---------- TRECHO

Mais que coisa é o Direito? E qual é a sua finalidade de existir?

Folha de SP - STF pode rever ação encerrada há 20 anosEstudante de Direito move ação com base em lei que garante o DNA para carentes.

 
Nádia Guerlenda Cabral
O Supremo Tribunal Federal deve julgar hoje se um processo que transitou em julgado (sem possibilidade de recurso) há mais de 20 anos pode ser retomado.
Trata-se de uma investigação de paternidade movida pelo estudante de direito Diego Schmaltz, 30, de Brasília (DF). O processo original, de 1989, foi julgado improcedente porque o exame de DNA era caro
demais para a mãe de Diego pagar.
O juiz, à época, considerou as demais provas insuficientes. Em 1996, porém, novo processo foi ajuizado, baseado em uma lei distrital do mesmo ano que estabeleceu que o Poder Público deveria custear o exame para quem não pudesse pagar.
A defesa do suposto pai de Diego, entretanto, afirmou que uma nova ação feriria o instituto da "coisa julgada" - decisões que não podem mais ser recorridas nem revistas em uma outra ação.
O Tribunal de Justiça do Distrito Federal acolheu o argumento e considerou que uma nova ação geraria "intranquilidade social" por afetar a segurança jurídica, que pode ser traduzida como a confiança do cidadão nas decisões judiciais.

--------------------

= O QUE FAZER =
Responda com base na reportagem sobre a investigação de paternidade:
(a) Em que ano foi movido o processo original?
(b) Que lei serviu de base para o novo processo ajuizado em 1996?
(c) Qual tribunal acolheu o argumento da defesa do suposto pai?
O material abaixo não é necessário para este exercício.

---------- DADOS EXTRAÍDOS

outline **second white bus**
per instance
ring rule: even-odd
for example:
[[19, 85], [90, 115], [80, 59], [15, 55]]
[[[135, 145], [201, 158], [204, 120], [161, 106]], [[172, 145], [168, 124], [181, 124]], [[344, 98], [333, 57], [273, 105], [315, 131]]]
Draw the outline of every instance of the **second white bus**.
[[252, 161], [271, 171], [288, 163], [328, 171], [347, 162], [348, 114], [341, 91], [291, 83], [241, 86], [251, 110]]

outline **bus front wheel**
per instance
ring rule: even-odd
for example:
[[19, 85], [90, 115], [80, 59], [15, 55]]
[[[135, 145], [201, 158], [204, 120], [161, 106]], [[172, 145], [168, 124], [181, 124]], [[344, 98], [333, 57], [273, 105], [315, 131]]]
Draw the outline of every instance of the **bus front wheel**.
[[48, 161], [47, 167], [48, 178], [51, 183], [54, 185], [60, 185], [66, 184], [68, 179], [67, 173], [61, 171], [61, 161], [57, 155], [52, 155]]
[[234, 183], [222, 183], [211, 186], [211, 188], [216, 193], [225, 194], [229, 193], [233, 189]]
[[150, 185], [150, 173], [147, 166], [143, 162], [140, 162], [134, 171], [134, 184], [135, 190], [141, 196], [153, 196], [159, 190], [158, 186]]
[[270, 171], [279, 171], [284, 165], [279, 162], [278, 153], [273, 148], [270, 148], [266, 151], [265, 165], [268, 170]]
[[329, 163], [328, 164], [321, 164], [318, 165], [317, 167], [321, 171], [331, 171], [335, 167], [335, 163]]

--------------------

= RESPOSTA DO EXERCÍCIO =
(a) Em 1989.
(b) Uma lei distrital de 1996 que estabeleceu que o Poder Público deveria custear o exame de DNA para quem não pudesse pagar.
(c) O Tribunal de Justiça do Distrito Federal.